#### Passage given
________________________

Central Asia is bordered by Russia to the north, China to the west, Iran and Afghanistan to the south, and the Caspian Sea to the west. The countries are all land-locked countries (Turkmenistan borders the Caspian sea, but there are no outlets to an ocean. And the Aral Sea barely counts as water anymore.) Uzbekistan is actually double land-locked – not only is it land-locked, but all its neighbours are too. (There is only one other country in the world that can say this. Do you know which one?)

It consists of the former soviet states east of the Caspian sea, and south of Russia – Kazakhstan (the largest, and the country I did not visit on this trip), Turkmenistan (the most controlled), Uzbekistan (the most touristed), Tajikistan (the poorest) and Kyrgyzstan (the most Russified). Each has their own ethic history, but the borders between countries don’t even come close to meeting the true ethnic divides. There are Turkmen in Iran, Uzbeks in Kyrgyzstan, Tajiks in Uzbekistan, and Kyrgyz in Tajikistan. And Russian everywhere.

It’s important to distinguish between ethnicity and citizenship, which didn’t really sink in for me until I hitched a ride with two Russian women in Kyrgyzstan. For some reason I had pictured Russians to be almost visitors here. Here for a while, just haven’t got back to Russia quite yet. I hadn’t considered Russian to be an ethnicity. But Russians have been here for generations. As one of the women said, “Kyrgyzstan is my home. I don’t like Russia. I don’t like all the drunk people.” They are ethnically Russian, but have a Kyrgyz (or Uzbek or Turkmen, etc.) identity otherwise.

Why people travel here

Turkmenistan probably for its wackiness. Turkmenistan seems to always have had a crazy, egotistical president. Posters, statues, newspapers, and books are all about the president. And while the rest of the country is fairly normal and rural, Ashgabat is a very odd, opulent city that has no equal. The gas crater in the middle of the desert is pretty neat too.

________________________

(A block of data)
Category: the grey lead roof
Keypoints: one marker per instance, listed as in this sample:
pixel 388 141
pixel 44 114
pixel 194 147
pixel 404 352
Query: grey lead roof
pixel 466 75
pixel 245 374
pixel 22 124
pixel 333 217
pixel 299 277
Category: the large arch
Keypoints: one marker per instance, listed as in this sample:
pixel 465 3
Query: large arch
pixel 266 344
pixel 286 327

________________________

#### Directions
**1.** For each statement, answer yes or no according to the Central Asia passage, and quote the words that decide it: (a) Uzbekistan is double land-locked. (b) The writer visited Kazakhstan on this trip. (c) Tajikistan is called the most Russified of the countries.
**2.** Reproduce the Central Asia passage word for word from "Turkmenistan probably for" to "pretty neat too.".
The data above is separate from the Central Asia passage.

#### Answers by task
**1.**
(a) Yes: "Uzbekistan is actually double land-locked"
(b) No: "Kazakhstan (the largest, and the country I did not visit on this trip)"
(c) No: "Tajikistan (the poorest) and Kyrgyzstan (the most Russified)"

**2.**
Turkmenistan probably for its wackiness. Turkmenistan seems to always have had a crazy, egotistical president. Posters, statues, newspapers, and books are all about the president. And while the rest of the country is fairly normal and rural, Ashgabat is a very odd, opulent city that has no equal. The gas crater in the middle of the desert is pretty neat too.